## Brano fornito
○ ○ ○ ○

Corrado Augias e il caso Fortuna: polemiche su una frase decontestualizzata

🧠 Quando il contesto sparisce, resta solo il forcone

Nel 2016, Corrado Augias commentò in una trasmissione televisiva il caso di Fortuna Loffredo, la bambina di sei anni abusata e uccisa a Caivano. Guardando una sua fotografia, disse:

“Questa è una bambina che a 5-6 anni si atteggia come se ne avesse 16-18. Questo stridore mi fa capire che anche lì si erano un po’ persi i punti di riferimento.”

Bastò quella frase — estrapolata, decontestualizzata, amplificata — per scatenare il rogo mediatico. Accuse di colpevolizzazione della vittima, insulti, richieste di censura. Il padre della bambina denunciò Augias per diffamazione. Alcune femministe radicali lo definirono “maschio bianco”, come se l’anatomia fosse un argomento, non un dato anagrafico.

Ma chi ha davvero ascoltato cosa ha detto? Augias non ha mai attribuito la colpa alla bambina. Non ha giustificato gli orrori subiti. Ha parlato di un contesto distorto — di una comunità che sapeva e taceva, di una bambina che si comportava come un’adulta, e che proprio per questo avrebbe dovuto allarmare chi le stava intorno.

Certo, la frase poteva suonare maldestra. Ma l’intento era chiaro: evidenziare un segnale del degrado ambientale, non spostare la colpa sulla vittima. Ha condannato il crimine, non cercato scuse. Eppure, nel paese dell’indignazione a comando, basta una mezza frase — e il forcone è già puntato.

🔥 Il paese delle polemiche e dell’indignazione a comando

Al forcaiolo medio non interessa capire quello che legge o sente. L'umanità che si nutre di indignazione e scrolla il feed in cerca di bersagli non cerca di capire, cerca "l'estasi" dell'indignazione. Serve solo una frase ambigua, un nome noto, e il rogo è pronto. Perché non si cerca verità, si cerca sfogo. E se nel frattempo si calpesta la complessità, pazienza, l'ebrezza di sentirsi superiori viene prima di tutto.

Non per nulla l'indignazione ormai è lo sport nazionale, non solo sul web.
In tutto questo la verità affoga, le opinioni si polarizzano e successivamente si fanno figuracce:

Fotografia di Corrado Augias

📣 Augias si difende (con lucidità)

In un articolo su La Repubblica, Augias spiegò il senso delle sue parole:

“La foto racchiudeva lo strazio di ogni infanzia interrotta per fretta, ingenuo desiderio di rivalsa. Nessun adulto ha denunciato l’orco, solo altri bambini.”

○ ○ ○ ○

## Materiale raccolto
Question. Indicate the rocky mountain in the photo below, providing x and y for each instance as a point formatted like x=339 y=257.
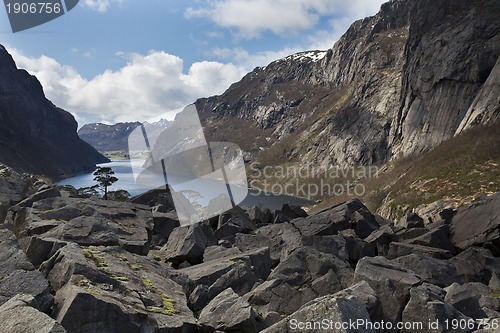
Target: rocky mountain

○ ○ ○ ○

## Compiti dell'esercizio
[a] Spiega, in una-tre frasi, perché secondo il brano su Augias e il caso Fortuna il forcaiolo medio non cerca di capire ciò che legge o sente.
[b] Scrivi il seguito del brano su Augias e il caso Fortuna, riprendendo dopo la citazione finale tratta da La Repubblica.

## Risposte ai compiti
[a] Il forcaiolo medio non cerca la verità ma uno sfogo: vuole "l'estasi" dell'indignazione. Per questo gli basta una frase ambigua legata a un nome noto, e il piacere di sentirsi superiore conta più della complessità.

[b]
Ha parlato di pubblicità, di moda, di come l’infanzia venga strumentalizzata e accelerata. Ha citato JonBenét Ramsey, ha evocato Visconti e Joyce Carol Oates. Ha fatto cultura, non provocazione.

Come chiunque si sia soffermato un secondo a leggere l'intervista aveva già capito.

🧭 Una riflessione che oggi pesa ancora di più

Nel 2025, la cultura della cancellazione è diventata sistema. Si zittisce, si rimuove, si boicotta. Non si discute. E chi prova a ragionare viene travolto da chi urla più forte. Ma il rogo dei libri, delle parole, delle persone, non è mai progresso. È sempre un passo indietro.

Augias non ha giustificato nulla. Ha cercato di capire. E questo, oggi, è un atto rivoluzionario.

🕯️ Fortuna, undici anni dopo: memoria, dolore e tensioni familiari

Nel 2025 sono passati undici anni dalla morte di Fortuna Loffredo, la bambina di sei anni abusata e uccisa nel Parco Verde di Caivano. E mentre la sua figura resta incancellabile nella memoria collettiva, la sua tomba — fisicamente parlando — è al centro di un dolore ancora non ricomposto.

La madre, Mimma Guardato, oggi residente a Faenza, ha chiesto la traslazione della salma in Emilia-Romagna, dove ha ricostruito parte della propria vita e ha avuto una nuova figlia. Il padre, Pietro Loffredo, si è opposto con forza: per lui, Fortuna deve restare a Caivano, dove ha vissuto e dove la sua assenza pesa ogni giorno. Ha chiesto di costruire una cappella commemorativa, come simbolo pubblico e tangibile di memoria e giustizia.

La decisione è affidata alla commissione straordinaria del Comune, nominata per gestire il post-emergenza a Caivano. Non al commissario governativo.

🗓️ Una giornata per le periferie. E per Fortuna.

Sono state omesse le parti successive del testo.